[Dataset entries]
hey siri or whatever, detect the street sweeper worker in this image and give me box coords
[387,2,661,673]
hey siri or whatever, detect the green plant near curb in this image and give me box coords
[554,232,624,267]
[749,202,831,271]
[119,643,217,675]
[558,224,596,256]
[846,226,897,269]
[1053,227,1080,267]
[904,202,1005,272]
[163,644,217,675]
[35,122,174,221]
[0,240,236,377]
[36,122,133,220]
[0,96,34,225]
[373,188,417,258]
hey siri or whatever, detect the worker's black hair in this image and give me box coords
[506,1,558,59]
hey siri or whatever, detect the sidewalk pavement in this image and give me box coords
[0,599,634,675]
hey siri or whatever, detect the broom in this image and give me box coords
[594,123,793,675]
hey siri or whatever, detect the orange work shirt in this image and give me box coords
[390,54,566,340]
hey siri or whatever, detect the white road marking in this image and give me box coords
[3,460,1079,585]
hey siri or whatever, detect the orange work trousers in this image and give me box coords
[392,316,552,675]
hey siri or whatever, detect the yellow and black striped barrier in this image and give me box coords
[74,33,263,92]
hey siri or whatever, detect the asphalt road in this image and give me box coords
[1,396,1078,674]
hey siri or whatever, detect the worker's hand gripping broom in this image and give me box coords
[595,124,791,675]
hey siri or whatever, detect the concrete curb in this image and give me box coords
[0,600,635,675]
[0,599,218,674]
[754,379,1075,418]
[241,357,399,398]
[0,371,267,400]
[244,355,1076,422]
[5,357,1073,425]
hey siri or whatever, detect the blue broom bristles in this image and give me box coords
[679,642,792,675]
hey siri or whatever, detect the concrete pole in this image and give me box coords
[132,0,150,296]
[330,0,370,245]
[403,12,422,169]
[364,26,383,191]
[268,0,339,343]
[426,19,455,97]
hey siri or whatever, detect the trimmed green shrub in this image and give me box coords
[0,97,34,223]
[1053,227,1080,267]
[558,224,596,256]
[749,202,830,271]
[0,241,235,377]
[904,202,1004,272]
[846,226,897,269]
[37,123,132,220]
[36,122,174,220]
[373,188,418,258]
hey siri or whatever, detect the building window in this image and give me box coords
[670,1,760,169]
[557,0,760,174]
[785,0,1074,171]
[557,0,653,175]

◆ **ASSIGNMENT**:
In full and without deviation, reproduce the entries above.

◆ **SOLUTION FOR THIS EXERCISE**:
hey siri or whatever, detect the street sweeper worker in this image and give me box coords
[387,2,661,673]
hey siri or whatever, detect the green plant near curb in this image and give me box coords
[554,232,624,267]
[749,202,831,271]
[119,643,217,675]
[558,224,596,256]
[846,226,897,269]
[1053,227,1080,267]
[904,202,1005,272]
[163,644,217,675]
[35,122,174,221]
[0,240,236,377]
[36,122,133,220]
[0,96,34,225]
[373,188,417,258]
hey siri or whatever, detect the worker's black hair in this image and give me box coords
[506,1,558,59]
hey siri or whatever, detect the sidewalk pavement in this image and give me box coords
[0,599,634,675]
hey siri or whatever, detect the broom in this image and give me box coords
[594,123,793,675]
hey siri or whatever, detect the orange work shirt in this image and give me box coords
[390,54,566,340]
hey siri or whatever, detect the white road marking in this image and give me box coords
[3,460,1079,585]
hey siri or whatever, detect the orange work trousers in this image and give me box coords
[392,316,552,675]
hey siri or whatever, detect the yellow and black striped barrier in this image and give me box coords
[74,33,263,92]
hey siri or whatever, detect the asphalt road in this image and give me box coords
[1,396,1078,674]
hey siri or whatever, detect the worker's hand gripping broom in this image and give me box coords
[595,124,791,675]
hey siri or whatever, detect the concrete curb in this image and give me box coords
[0,600,635,675]
[0,599,218,674]
[754,379,1075,418]
[241,357,399,398]
[0,371,267,400]
[244,355,1076,422]
[5,357,1073,425]
hey siri or whatever, detect the blue broom bristles in this image and give me box coords
[679,642,792,675]
hey siri or whatever, detect the concrete pole in this image and give me box coords
[132,0,150,296]
[330,0,370,245]
[403,12,422,169]
[364,26,383,191]
[268,0,339,343]
[426,19,455,97]
hey siri or whatever, detect the trimmed green shrub in this image and give me box coords
[0,97,34,223]
[1053,227,1080,267]
[558,224,596,256]
[749,202,830,271]
[0,241,235,377]
[904,202,1004,272]
[846,226,897,269]
[37,123,132,220]
[36,122,174,220]
[373,188,418,258]
hey siri or whatever, detect the building window in this image and give me box coords
[670,1,760,169]
[557,0,760,174]
[785,0,1074,171]
[557,0,653,175]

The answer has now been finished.